I have a snippet of code that runs a video conversion using ffmpeg
.
I read the output to analyze it later in the application, and also want to print it to console, for user feedback.
So I have
p = Popen(['ffmpeg', *args], stderr=STDOUT, stdout=PIPE)
while True:
line = p.stdout.readline()
if not line:
break
print(line.decode('utf-8'), end='')
p.wait()
if p.returncode == 0:
pass
Which works, somewhat. It prints the initial output of the ffmpeg command, as those are simple print statements.
But once the conversion starts, all the output is updated on one line, presumably using some reset character to move the cursor position back to the start of the line.
Is there a way to continue to print that output?
Edit:
p = subprocess.Popen(args, stderr=subprocess.STDOUT, stdout=subprocess.PIPE, universal_newlines=True)
with p.stdout:
for line in iter(p.stdout.readline, None):
if not line:
break
if line.startswith('frame'):
print(f'\033[2K{line.strip()}\r', end='')

Dataset content:
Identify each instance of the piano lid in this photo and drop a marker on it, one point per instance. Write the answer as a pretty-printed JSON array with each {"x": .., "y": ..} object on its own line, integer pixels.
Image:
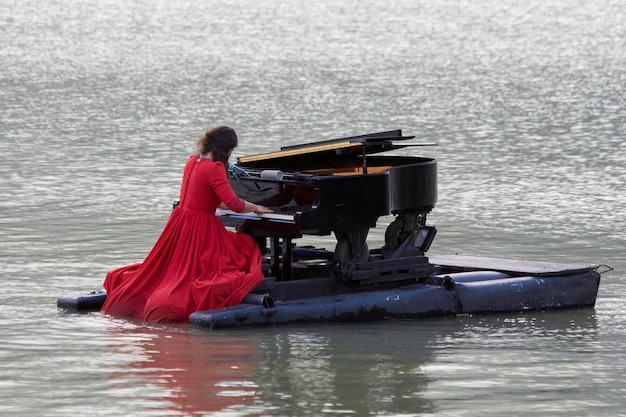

Short task A: Reproduce the passage of the ffmpeg output question starting at "I read the output" and ending at "of the line.", word for word.
Short task B: Write what comes next in the question about showing ffmpeg progress in the console, picking up right after its final part.

Final result A:
I read the output to analyze it later in the application, and also want to print it to console, for user feedback.
So I have
p = Popen(['ffmpeg', *args], stderr=STDOUT, stdout=PIPE)
while True:
line = p.stdout.readline()
if not line:
break
print(line.decode('utf-8'), end='')
p.wait()
if p.returncode == 0:
pass
Which works, somewhat. It prints the initial output of the ffmpeg command, as those are simple print statements.
But once the conversion starts, all the output is updated on one line, presumably using some reset character to move the cursor position back to the start of the line.

Final result B:
else:
print(line, end='')
This includes the cursor return, and clears the current line before printing to it again. And still prints the part I want on the same line, like it normally does.
Here's an old code snippet of mine, which includes the universal_newlines=True
option and then iterates over the stdout.
#!/usr/bin/env python3
from subprocess import Popen, PIPE, STDOUT
orig_file='V1.mp4'
new_file='V1.mkv'
command_line='ffmpeg -y -i '+orig_file+' '+new_file # -y Overwrite output files without asking
comm = Popen(command_line, shell=True, stdout=PIPE, stderr=STDOUT, universal_newlines=True)
with comm.stdout:
for line in iter(comm.stdout.readline, b''):
print(line.strip())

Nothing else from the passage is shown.